PROBLEMS TO SOLVE:
[1] In the face-redaction excerpt, what color fills the rectangles drawn over detected faces?
[2] Please write the next part of the face-redaction excerpt, picking up right after its final line.

EXCERPTED PASSAGE:
--

For my own ease, I had the class then store the resultant bitmap into a temporary StorageFile. That class ended up looking like this;

namespace App26
{
  using Microsoft.Graphics.Canvas;
  using System;
  using System.Collections.Generic;
  using System.Linq;
  using System.Runtime.InteropServices.WindowsRuntime;
  using System.Threading.Tasks;
  using Windows.Foundation;
  using Windows.Graphics.Imaging;
  using Windows.Media.FaceAnalysis;
  using Windows.Storage;
  using Windows.UI;

  public class PhotoFaceRedactor
  {
    public async Task<StorageFile> RedactFacesToTempFileAsync(SoftwareBitmap incomingBitmap)
    {
      StorageFile tempFile = null;

      await this.CreateFaceDetectorAsync();

      // We assume our incoming bitmap format won't be supported by the face detector. 
      // We can check at runtime but I think it's unlikely.
      IList<DetectedFace> faces = null;
      var pixelFormat = FaceDetector.GetSupportedBitmapPixelFormats().First();

      using (var faceBitmap = SoftwareBitmap.Convert(incomingBitmap, pixelFormat))
      {
        faces = await this.faceDetector.DetectFacesAsync(faceBitmap);
      }
      if (faces?.Count > 0)
      {
        // We assume that our bitmap is in decent shape to be used by CanvasBitmap
        // as it should already be BGRA8 and Premultiplied alpha.
        var device = CanvasDevice.GetSharedDevice();

        using (var target = new CanvasRenderTarget(
          CanvasDevice.GetSharedDevice(),
          incomingBitmap.PixelWidth,
          incomingBitmap.PixelHeight,
          96.0f))
        {
          using (var canvasBitmap = CanvasBitmap.CreateFromSoftwareBitmap(device, incomingBitmap))
          {
            using (var session = target.CreateDrawingSession())
            {
              session.DrawImage(canvasBitmap,
                new Rect(0, 0, incomingBitmap.PixelWidth, incomingBitmap.PixelHeight));

              foreach (var face in faces)
              {
                session.FillRectangle(
                  new Rect(
                    face.FaceBox.X,
                    face.FaceBox.Y,
                    face.FaceBox.Width,
                    face.FaceBox.Height),
                  Colors.Black);
              }
            }
          }
          var fileName = $"{Guid.NewGuid()}.jpg";

          tempFile = await ApplicationData.Current.TemporaryFolder.CreateFileAsync(
            fileName, CreationCollisionOption.GenerateUniqueName);

          using (var fileStream = await tempFile.OpenAsync(FileAccessMode.ReadWrite))
          {
            await target.SaveAsync(fileStream, CanvasBitmapFileFormat.Jpeg);
          }
        }
      }
      return (tempFile);
    }
    async Task CreateFaceDetectorAsync()
    {
      if (this.faceDetector == null)

--

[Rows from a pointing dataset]
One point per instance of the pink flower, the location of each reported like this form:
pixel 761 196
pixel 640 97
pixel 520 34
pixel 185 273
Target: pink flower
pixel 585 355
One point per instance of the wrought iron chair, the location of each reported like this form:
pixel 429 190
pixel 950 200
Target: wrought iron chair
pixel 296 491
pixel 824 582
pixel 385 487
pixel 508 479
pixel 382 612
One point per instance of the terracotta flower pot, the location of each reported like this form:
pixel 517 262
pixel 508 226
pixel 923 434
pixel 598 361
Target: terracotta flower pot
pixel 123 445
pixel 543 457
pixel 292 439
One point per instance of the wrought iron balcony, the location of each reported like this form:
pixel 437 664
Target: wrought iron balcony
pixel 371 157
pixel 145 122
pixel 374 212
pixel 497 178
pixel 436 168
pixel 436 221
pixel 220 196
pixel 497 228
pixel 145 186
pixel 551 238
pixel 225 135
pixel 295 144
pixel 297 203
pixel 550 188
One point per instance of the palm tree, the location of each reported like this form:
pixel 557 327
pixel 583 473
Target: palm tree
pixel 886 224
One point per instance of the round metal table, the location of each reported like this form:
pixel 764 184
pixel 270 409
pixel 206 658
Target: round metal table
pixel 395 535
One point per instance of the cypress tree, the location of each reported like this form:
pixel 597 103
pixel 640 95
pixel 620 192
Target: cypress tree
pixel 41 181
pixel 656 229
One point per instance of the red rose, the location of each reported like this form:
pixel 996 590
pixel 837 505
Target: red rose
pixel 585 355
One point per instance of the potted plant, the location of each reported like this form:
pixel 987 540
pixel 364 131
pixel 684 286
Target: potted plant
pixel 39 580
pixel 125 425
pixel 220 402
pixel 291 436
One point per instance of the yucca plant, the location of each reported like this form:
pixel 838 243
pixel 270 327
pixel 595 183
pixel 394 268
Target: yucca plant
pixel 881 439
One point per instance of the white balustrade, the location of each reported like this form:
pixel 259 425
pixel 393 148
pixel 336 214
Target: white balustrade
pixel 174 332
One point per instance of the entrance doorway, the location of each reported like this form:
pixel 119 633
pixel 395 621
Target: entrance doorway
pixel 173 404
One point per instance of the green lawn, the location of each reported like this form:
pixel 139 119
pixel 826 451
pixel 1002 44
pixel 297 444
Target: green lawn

--

ANSWERS IN ORDER:
[1] Black.

[2]
      {
        this.faceDetector = await FaceDetector.CreateAsync();
      }
    }
    FaceDetector faceDetector;
  }
}

I also wrote a static method that co-ordinated these two classes to perform the whole process of getting hold of a photo, taking out the faces in it and uploading it back to blob storage and that ended up looking like this;

namespace App26
{
  using System;
  using System.Threading.Tasks;

  static class RedactionController
  {
    public static async Task RedactPhotoAsync(Uri photoBlobUri, string newName)
    {
      var storageManager = new AzurePhotoStorageManager(
        Constants.AZURE_STORAGE_ACCOUNT_NAME,
        Constants.AZURE_STORAGE_KEY);

      var photoRedactor = new PhotoFaceRedactor();

      using (var bitmap = await storageManager.GetSoftwareBitmapForPhotoBlobAsync(photoBlobUri))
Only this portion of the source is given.